| WRITTEN INSTRUCTION |
Please repeat the records below word for word, from the first line through the last.

| Dataset excerpt |
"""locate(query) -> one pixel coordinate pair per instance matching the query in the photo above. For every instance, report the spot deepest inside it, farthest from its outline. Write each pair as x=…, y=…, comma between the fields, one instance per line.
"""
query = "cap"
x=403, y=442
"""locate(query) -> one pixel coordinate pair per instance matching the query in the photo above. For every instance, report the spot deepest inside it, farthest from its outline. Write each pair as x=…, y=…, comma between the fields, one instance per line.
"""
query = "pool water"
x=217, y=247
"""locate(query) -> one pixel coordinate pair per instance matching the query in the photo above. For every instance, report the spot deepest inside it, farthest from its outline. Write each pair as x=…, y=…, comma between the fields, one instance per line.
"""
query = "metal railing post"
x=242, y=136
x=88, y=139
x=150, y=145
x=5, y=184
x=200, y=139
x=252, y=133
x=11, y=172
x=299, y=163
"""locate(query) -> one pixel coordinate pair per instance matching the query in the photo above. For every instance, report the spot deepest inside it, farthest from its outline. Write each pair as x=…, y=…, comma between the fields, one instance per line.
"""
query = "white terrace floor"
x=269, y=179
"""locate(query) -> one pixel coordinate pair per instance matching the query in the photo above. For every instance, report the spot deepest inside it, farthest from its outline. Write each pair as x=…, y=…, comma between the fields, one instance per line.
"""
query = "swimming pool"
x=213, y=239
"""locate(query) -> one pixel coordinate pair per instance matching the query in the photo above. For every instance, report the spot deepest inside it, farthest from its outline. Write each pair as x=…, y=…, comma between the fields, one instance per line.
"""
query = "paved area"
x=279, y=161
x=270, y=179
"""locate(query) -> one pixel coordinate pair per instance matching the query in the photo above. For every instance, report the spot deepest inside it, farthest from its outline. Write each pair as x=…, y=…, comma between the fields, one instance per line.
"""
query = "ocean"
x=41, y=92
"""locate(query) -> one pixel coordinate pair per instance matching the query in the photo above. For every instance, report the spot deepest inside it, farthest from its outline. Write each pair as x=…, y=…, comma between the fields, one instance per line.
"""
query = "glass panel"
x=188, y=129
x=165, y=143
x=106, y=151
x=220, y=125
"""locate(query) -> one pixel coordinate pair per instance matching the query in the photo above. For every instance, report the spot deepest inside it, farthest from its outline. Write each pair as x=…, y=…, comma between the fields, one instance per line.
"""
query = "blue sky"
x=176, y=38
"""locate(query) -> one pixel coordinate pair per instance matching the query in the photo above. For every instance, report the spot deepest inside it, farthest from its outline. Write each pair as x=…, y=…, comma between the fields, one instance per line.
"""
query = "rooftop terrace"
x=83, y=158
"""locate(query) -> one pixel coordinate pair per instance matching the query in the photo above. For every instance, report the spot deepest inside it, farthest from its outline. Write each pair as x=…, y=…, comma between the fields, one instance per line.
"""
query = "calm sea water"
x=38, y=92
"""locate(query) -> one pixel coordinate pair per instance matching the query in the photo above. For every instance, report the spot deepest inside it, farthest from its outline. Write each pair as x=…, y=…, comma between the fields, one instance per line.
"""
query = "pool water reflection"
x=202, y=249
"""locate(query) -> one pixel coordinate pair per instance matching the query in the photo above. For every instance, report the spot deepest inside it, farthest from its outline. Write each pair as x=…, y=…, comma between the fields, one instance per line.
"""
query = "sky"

| FINAL RESULT |
"""locate(query) -> one pixel coordinate pair per instance matching the query in the photo above. For every instance, report the spot deepest inside it, farthest from its outline. Write each pair as x=…, y=…, comma between the fields, one instance per line.
"""
query = "cap"
x=403, y=442
"""locate(query) -> one pixel coordinate pair per instance matching the query in the photo above. For every instance, report the spot deepest inside it, farthest from its outline. Write each pair as x=…, y=…, comma between the fields, one instance per line.
"""
query = "pool water"
x=217, y=247
"""locate(query) -> one pixel coordinate pair per instance matching the query in the photo above. For every instance, report the spot deepest inside it, farthest from its outline. Write each pair as x=…, y=…, comma between the fields, one instance per line.
"""
query = "metal railing post"
x=242, y=136
x=88, y=139
x=150, y=145
x=5, y=184
x=200, y=139
x=252, y=133
x=11, y=172
x=299, y=163
"""locate(query) -> one pixel coordinate pair per instance matching the query in the photo above. For every instance, report the spot deepest inside it, farthest from its outline. Write each pair as x=…, y=…, comma between the fields, one instance per line.
"""
query = "white terrace floor"
x=269, y=179
"""locate(query) -> one pixel coordinate pair per instance matching the query in the photo above. For every instance, report the spot deepest inside it, farthest from its outline. Write each pair as x=…, y=…, comma between the fields, one instance per line.
"""
query = "swimming pool"
x=213, y=239
"""locate(query) -> one pixel coordinate pair per instance matching the query in the photo above. For every instance, report the spot deepest inside it, farthest from its outline. Write each pair as x=…, y=…, comma between the fields, one instance per line.
"""
query = "paved area"
x=279, y=161
x=270, y=179
"""locate(query) -> one pixel coordinate pair per instance matching the query in the photo above. For every instance, report the spot deepest inside it, farthest from its outline. Write each pair as x=…, y=…, comma between the fields, one instance per line.
"""
query = "ocean"
x=41, y=92
"""locate(query) -> one pixel coordinate pair per instance matching the query in the photo above. For every instance, report the spot deepest inside it, farthest from its outline. Write each pair as x=…, y=…, comma between the fields, one instance per line.
"""
query = "glass panel"
x=188, y=129
x=165, y=143
x=106, y=151
x=220, y=125
"""locate(query) -> one pixel coordinate pair per instance matching the query in the photo above. For every instance, report the spot deepest inside it, farthest from its outline. Write each pair as x=…, y=…, comma between the fields, one instance per line.
"""
query = "blue sky"
x=176, y=38
"""locate(query) -> one pixel coordinate pair per instance matching the query in the photo above. For every instance, report the spot deepest inside it, farthest from its outline. Write each pair as x=…, y=…, comma between the fields, one instance per line.
"""
query = "rooftop terrace"
x=83, y=158
"""locate(query) -> one pixel coordinate pair per instance matching the query in the photo above. For every instance, report the spot deepest inside it, farthest from its outline. Write each pair as x=…, y=…, comma between the fields, one instance per line.
"""
query = "calm sea water"
x=38, y=92
"""locate(query) -> one pixel coordinate pair per instance matching the query in the photo above. For every instance, report the spot deepest inside it, farthest from its outline. Write each pair as x=…, y=…, comma between the fields, one instance per line.
"""
query = "pool water reflection"
x=202, y=249
"""locate(query) -> one pixel coordinate pair per instance matching the query in the photo above. For every instance, report the spot deepest inside it, farthest from its outline. Write each pair as x=…, y=…, comma between the fields, one instance per line.
"""
query = "sky"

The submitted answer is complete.